Exercise prompt: Will you write out every line of the records below character for character, omitting the pictures?

Annotation dataset entries:
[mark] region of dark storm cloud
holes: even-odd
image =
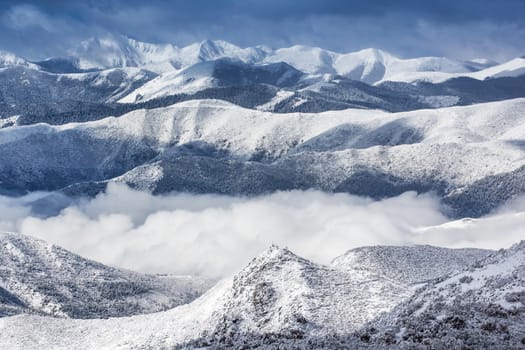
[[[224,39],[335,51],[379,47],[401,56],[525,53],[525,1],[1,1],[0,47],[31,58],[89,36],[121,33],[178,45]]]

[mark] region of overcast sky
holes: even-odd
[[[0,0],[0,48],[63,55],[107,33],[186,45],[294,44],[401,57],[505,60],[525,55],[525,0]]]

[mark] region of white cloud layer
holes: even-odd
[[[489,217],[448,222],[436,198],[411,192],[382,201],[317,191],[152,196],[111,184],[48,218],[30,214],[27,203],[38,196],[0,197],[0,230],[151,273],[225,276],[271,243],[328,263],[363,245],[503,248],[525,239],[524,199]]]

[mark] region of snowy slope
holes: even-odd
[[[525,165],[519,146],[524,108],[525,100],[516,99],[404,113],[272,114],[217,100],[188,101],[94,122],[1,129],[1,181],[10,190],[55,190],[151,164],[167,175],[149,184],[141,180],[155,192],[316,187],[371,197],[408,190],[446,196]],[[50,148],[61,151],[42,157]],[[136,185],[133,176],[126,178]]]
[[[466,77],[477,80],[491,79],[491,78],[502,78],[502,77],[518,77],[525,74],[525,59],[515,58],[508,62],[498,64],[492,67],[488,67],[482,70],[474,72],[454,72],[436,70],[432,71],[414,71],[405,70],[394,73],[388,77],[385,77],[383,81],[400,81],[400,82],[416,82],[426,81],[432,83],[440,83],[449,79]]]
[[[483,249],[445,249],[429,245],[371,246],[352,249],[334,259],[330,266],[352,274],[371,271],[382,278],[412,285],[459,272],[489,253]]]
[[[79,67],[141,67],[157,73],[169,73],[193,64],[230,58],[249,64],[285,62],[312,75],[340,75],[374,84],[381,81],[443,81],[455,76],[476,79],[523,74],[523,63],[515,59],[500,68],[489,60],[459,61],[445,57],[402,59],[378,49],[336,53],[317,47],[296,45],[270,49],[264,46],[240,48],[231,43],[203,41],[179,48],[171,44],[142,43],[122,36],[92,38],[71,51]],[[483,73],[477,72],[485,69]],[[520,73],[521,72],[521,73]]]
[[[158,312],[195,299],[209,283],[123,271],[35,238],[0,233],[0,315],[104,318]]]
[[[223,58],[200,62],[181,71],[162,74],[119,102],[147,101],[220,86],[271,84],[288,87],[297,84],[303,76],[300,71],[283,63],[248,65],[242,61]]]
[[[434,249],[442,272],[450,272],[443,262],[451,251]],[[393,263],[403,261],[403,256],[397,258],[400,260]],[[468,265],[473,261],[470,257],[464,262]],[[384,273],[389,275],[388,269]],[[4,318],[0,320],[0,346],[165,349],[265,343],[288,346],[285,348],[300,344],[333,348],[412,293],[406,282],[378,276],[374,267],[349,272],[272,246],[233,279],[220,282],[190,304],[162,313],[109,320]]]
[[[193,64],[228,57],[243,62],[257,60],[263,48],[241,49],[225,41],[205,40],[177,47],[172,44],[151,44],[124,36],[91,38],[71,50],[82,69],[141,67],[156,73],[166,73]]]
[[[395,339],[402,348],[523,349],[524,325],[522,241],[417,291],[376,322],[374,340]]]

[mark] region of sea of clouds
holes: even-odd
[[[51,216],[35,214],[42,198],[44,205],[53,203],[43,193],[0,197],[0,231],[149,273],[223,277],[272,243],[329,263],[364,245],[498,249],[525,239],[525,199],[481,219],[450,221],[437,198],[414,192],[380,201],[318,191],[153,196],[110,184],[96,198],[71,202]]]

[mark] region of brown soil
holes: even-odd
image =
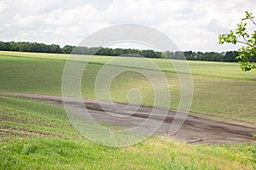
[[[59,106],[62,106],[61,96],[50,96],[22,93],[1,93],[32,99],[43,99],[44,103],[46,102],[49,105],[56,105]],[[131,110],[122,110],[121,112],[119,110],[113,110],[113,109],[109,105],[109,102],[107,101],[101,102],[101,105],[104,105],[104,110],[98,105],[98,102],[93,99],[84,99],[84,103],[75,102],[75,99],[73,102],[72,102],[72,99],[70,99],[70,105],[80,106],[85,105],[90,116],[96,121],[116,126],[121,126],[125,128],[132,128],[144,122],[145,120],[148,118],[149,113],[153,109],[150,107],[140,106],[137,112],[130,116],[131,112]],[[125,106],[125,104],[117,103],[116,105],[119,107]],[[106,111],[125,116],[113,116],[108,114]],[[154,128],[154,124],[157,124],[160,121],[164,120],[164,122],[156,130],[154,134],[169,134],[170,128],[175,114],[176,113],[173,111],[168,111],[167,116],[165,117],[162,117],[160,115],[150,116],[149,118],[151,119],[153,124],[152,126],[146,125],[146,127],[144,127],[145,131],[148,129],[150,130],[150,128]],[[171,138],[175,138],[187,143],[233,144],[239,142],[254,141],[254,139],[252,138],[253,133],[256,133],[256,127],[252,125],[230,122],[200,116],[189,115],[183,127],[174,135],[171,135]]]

Response to this task:
[mark] region of dark storm cloud
holes: even-odd
image =
[[[224,39],[335,51],[379,47],[401,56],[525,53],[525,1],[1,1],[0,47],[31,58],[89,36],[121,33],[178,45]]]

[mark] region of overcast sky
holes: even-odd
[[[0,0],[0,48],[63,55],[107,33],[186,45],[294,44],[401,57],[505,60],[525,55],[525,0]]]

[mark] region of white cloud layer
holes: even-odd
[[[489,217],[448,222],[436,198],[411,192],[382,201],[317,191],[152,196],[111,184],[48,218],[30,214],[27,203],[38,196],[0,197],[0,230],[151,273],[225,276],[271,243],[328,263],[363,245],[503,248],[525,239],[524,199]]]

[mark] region of snowy slope
holes: even-odd
[[[525,165],[519,146],[524,108],[525,100],[516,99],[404,113],[272,114],[217,100],[188,101],[94,122],[1,129],[1,181],[10,190],[55,190],[151,164],[167,175],[149,184],[141,180],[155,192],[316,187],[371,197],[408,190],[446,196]],[[50,148],[61,151],[42,157]],[[136,185],[133,176],[126,178]]]
[[[466,77],[477,80],[491,79],[491,78],[502,78],[502,77],[518,77],[525,74],[525,59],[515,58],[508,62],[498,64],[492,67],[488,67],[482,70],[474,72],[454,72],[436,70],[432,71],[414,71],[405,70],[394,73],[388,77],[385,77],[383,81],[400,81],[400,82],[416,82],[426,81],[432,83],[440,83],[449,79]]]
[[[483,249],[445,249],[429,245],[371,246],[352,249],[334,259],[330,266],[352,274],[371,271],[382,278],[412,285],[459,272],[489,253]]]
[[[79,67],[141,67],[157,73],[169,73],[193,64],[230,58],[249,64],[285,62],[312,75],[340,75],[374,84],[381,81],[443,81],[455,76],[476,79],[523,74],[523,63],[515,59],[500,68],[489,60],[459,61],[445,57],[402,59],[378,49],[336,53],[317,47],[296,45],[270,49],[264,46],[240,48],[231,43],[203,41],[179,48],[171,44],[142,43],[122,36],[92,38],[71,51]],[[483,73],[477,72],[485,69]],[[520,73],[521,72],[521,73]]]
[[[158,312],[195,299],[209,283],[123,271],[35,238],[0,233],[0,315],[104,318]]]
[[[223,58],[200,62],[181,71],[162,74],[119,102],[147,101],[220,86],[271,84],[288,87],[297,84],[303,76],[300,71],[283,63],[248,65],[242,61]]]
[[[434,249],[442,272],[450,272],[443,262],[451,251]],[[393,263],[403,261],[403,256],[397,258],[400,260]],[[468,265],[473,261],[470,257],[464,262]],[[384,273],[389,275],[388,269]],[[4,318],[0,320],[0,346],[165,349],[265,343],[288,346],[285,348],[300,344],[333,348],[412,293],[406,282],[378,276],[374,267],[349,272],[272,246],[233,279],[220,282],[190,304],[162,313],[109,320]]]
[[[193,64],[228,57],[243,62],[257,60],[263,48],[241,49],[225,41],[205,40],[177,47],[172,44],[151,44],[124,36],[91,38],[71,50],[82,69],[141,67],[156,73],[166,73]]]
[[[395,339],[402,348],[523,349],[524,325],[522,241],[417,291],[376,322],[374,340]]]

[mark] region of sea of clouds
holes: even-odd
[[[51,216],[35,214],[42,198],[44,205],[53,203],[43,193],[0,197],[0,231],[149,273],[223,277],[272,243],[329,263],[364,245],[498,249],[525,239],[525,199],[481,219],[450,221],[437,198],[414,192],[380,201],[318,191],[153,196],[110,184],[96,198],[71,202]]]

[mark] region of brown soil
holes: even-odd
image =
[[[59,106],[62,106],[61,96],[50,96],[22,93],[1,93],[32,99],[43,99],[44,103],[46,102],[49,105],[56,105]],[[131,110],[122,110],[121,112],[119,110],[113,110],[113,109],[109,105],[109,102],[107,101],[101,102],[101,105],[104,105],[104,110],[98,105],[98,102],[93,99],[84,99],[84,103],[75,102],[75,99],[73,102],[72,102],[72,99],[70,99],[70,105],[80,106],[85,105],[90,116],[96,121],[116,126],[121,126],[125,128],[132,128],[144,122],[145,120],[148,118],[149,113],[153,109],[150,107],[140,106],[137,112],[130,116],[131,112]],[[125,106],[125,104],[117,103],[116,105],[119,107]],[[106,111],[125,116],[113,116],[108,114]],[[154,128],[154,124],[157,124],[160,121],[164,120],[164,122],[156,130],[154,134],[169,134],[170,128],[175,114],[176,113],[173,111],[168,111],[167,116],[165,117],[162,117],[160,115],[150,116],[149,118],[151,119],[153,124],[152,126],[146,125],[146,127],[144,127],[145,131],[148,129],[150,130],[150,128]],[[171,138],[175,138],[187,143],[233,144],[239,142],[254,141],[254,139],[252,138],[253,133],[256,133],[256,127],[252,125],[230,122],[200,116],[189,115],[183,127],[174,135],[171,135]]]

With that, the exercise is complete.